Question

Given below are the half-cell reactions
$Mn ^{2+}+2 e ^{-} \rightarrow Mn ; E ^{\circ}=-1.18 \,eV$
$2\left( Mn ^{3+}+ e ^{-} \rightarrow Mn ^{2+}\right) ; E ^{\circ}=+1.51 \,eV$
The $ E ^{\circ} $ for $3 \,Mn ^{2+} \rightarrow Mn +2 Mn ^{3+}$ will be

• A. $-2.69\, V$; the reaction will not occur
• B. $- 2.69\, V$; the reaction will occur
• C. $-2.69 \,V$; the reaction will occur
• D. $- 0.33\, V$; the reaction will occur

Answer 1

Answer: (A)

Standard electrode potential of reaction $\left[E^{\circ}\right]$ can be calculated as
$E_{\text {cell }}^{\circ}=E_{R}-E_{P}$
where, $E_{R}=$ SRP of reactant,$E_{P}=$ SRP of product
If $E_{\text {cell }}^{\circ}=+v e$, then reaction is spontaneous otherwise non-spontaneous.
$Mn ^{3+} \xrightarrow{E_{1}^{0}=1.51 V } Mn ^{2+}$
$Mn ^{2+} \xrightarrow{E_{2}^{0}=-1.18 V } Mn$
$\therefore$ For $Mn ^{2+}$ disproportionation,
$E^{\circ}=-1.51\, V -1.18 \,V =-2.69\, V < 0$
Thus, all reaction will not occur.

TO-DO LIST:
a) Answer these from the electrode potential page:
(i) What E° value does it give for the half-cell reaction in which Mn²⁺ gains two electrons to form Mn?
(ii) Which option letter is given as the answer?
(iii) According to the explanation, what sign of E°cell means a reaction is spontaneous?
b) Print the electrode potential page starting at the words "Answer: (A)" and ending after the words "will not occur.".

Segmentation dataset excerpts:

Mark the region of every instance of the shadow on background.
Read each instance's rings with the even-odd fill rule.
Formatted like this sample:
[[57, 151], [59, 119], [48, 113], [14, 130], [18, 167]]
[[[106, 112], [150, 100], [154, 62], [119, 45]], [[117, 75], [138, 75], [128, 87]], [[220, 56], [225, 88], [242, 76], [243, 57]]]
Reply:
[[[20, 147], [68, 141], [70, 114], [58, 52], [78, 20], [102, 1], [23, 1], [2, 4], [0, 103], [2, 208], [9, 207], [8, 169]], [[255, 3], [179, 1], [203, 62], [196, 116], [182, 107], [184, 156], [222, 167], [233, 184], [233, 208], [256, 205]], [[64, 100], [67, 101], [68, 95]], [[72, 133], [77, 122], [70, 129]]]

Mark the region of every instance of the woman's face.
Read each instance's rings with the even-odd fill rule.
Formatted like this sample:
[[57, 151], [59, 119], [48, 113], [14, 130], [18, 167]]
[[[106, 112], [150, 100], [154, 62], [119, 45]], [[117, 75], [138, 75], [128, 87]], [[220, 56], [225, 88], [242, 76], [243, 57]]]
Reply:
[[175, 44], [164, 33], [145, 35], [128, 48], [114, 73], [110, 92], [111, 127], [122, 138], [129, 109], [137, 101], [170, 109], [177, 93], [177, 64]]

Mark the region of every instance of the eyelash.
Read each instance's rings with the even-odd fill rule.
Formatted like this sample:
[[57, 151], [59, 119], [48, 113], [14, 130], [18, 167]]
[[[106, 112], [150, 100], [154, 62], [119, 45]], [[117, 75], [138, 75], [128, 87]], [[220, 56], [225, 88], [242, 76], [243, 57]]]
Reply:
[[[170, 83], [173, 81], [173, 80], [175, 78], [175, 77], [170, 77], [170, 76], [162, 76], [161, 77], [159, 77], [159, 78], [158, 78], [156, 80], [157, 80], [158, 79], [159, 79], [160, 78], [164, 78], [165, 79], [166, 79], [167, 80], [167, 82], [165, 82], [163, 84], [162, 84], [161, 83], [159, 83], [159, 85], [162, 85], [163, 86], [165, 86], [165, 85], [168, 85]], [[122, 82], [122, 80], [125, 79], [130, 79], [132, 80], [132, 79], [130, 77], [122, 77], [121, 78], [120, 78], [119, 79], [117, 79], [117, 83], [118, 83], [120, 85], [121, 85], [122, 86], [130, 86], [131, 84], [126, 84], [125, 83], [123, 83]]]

ANSWERS TO THE EXERCISE:
a)
(i) −1.18 eV
(ii) A
(iii) Positive

b)
Answer: (A)

Standard electrode potential of reaction $\left[E^{\circ}\right]$ can be calculated as
$E_{\text {cell }}^{\circ}=E_{R}-E_{P}$
where, $E_{R}=$ SRP of reactant,$E_{P}=$ SRP of product
If $E_{\text {cell }}^{\circ}=+v e$, then reaction is spontaneous otherwise non-spontaneous.
$Mn ^{3+} \xrightarrow{E_{1}^{0}=1.51 V } Mn ^{2+}$
$Mn ^{2+} \xrightarrow{E_{2}^{0}=-1.18 V } Mn$
$\therefore$ For $Mn ^{2+}$ disproportionation,
$E^{\circ}=-1.51\, V -1.18 \,V =-2.69\, V < 0$
Thus, all reaction will not occur.